— Excerpt —
Homebuilding prices growing at second-slowest rate on record

Residential construction costs have almost plateaued, which will be welcome news to anyone thinking about building a property.

Prices rose in the March quarter by just 0.3%, compared to 0.6% in the December quarter and well below the long-term quarterly average of 1.0%, according to the Cordell Construction Cost Index (CCCI).

As a result, annual price growth was just 0.9% in the March quarter – the second-lowest on record – compared to the long-term average of 4.2%.

The CCCI is a quarterly report that measures the cost to build a 200sqm, three-bedroom, two-bathroom, single-storey, brick-and-tile house.

 

Normal service has resumed

CoreLogic NZ Chief Property Economist Kelvin Davidson said the market had experienced an enormous shift since the construction boom that occurred during the pandemic, when annual price growth peaked at 10.4% in 2022.

“After several years of intense upward pressure, construction costs have now settled into a much slower rate of growth. But this is a moderation, not a retreat. Labour doesn't tend to get cheaper, and while materials pricing has flattened out, we’re not seeing any decline in the overall cost to build,” he said.

Mr Davidson said the building sector had returned to more normal patterns after several years of disruption. 

“We’re well past the extremes of 2021 and 2022, where costs surged across the board. These days, we’re seeing more nuanced movements, driven by specific supply and demand factors rather than industry-wide pressure,” he said.

— Data provided —
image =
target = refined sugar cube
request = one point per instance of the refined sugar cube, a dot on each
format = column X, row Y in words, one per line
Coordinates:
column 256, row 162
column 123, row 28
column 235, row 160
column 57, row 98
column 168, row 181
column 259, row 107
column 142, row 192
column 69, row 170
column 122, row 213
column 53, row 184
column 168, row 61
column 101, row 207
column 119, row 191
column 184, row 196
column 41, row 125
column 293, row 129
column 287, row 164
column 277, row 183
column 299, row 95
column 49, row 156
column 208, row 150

— Exercises —
1) Answer the following from the article on homebuilding prices.
(a) By what percentage did residential construction prices rise in the March quarter?
(b) At what rate did annual price growth peak during the pandemic construction boom, and in which year?
(c) What position does Kelvin Davidson hold?
2) From the homebuilding price article, list every feature of the house whose build cost the CCCI measures.
3) Extend the article on homebuilding prices with further paragraphs that follow on from its final one.

— Per-task outputs —
1)
(a) 0.3%
(b) 10.4%, in 2022
(c) CoreLogic NZ Chief Property Economist

2)
- 200sqm
- three-bedroom
- two-bathroom
- single-storey
- brick-and-tile

3)
Mr Davidson noted that the sharp reduction in new dwelling consents and eventual building work over the past two to three years had narrowed the gap between supply and demand, thereby taking the heat out of cost growth.

“Some builders now have spare capacity, which is helping cap further price rises. Construction activity appears to have stabilised, however any signs of a recovery remain tentative,” he said.

 

Construction costs are in a holding pattern

Looking ahead, Mr Davidson said easing interest rates and favourable lending conditions for new builds may support a modest lift in construction demand, but any return to the double-digit growth rates for costs experienced in 2022 was unlikely.

“If new-build activity picks up again, and there are signs it might, we could see construction costs start to rise a little more quickly over the next year or two,” he said.

“The key trend this year is construction costs are no longer spiralling but they’re also not falling. For now, we’re in a holding pattern, which will come as a welcome relief for builders, developers and households alike.”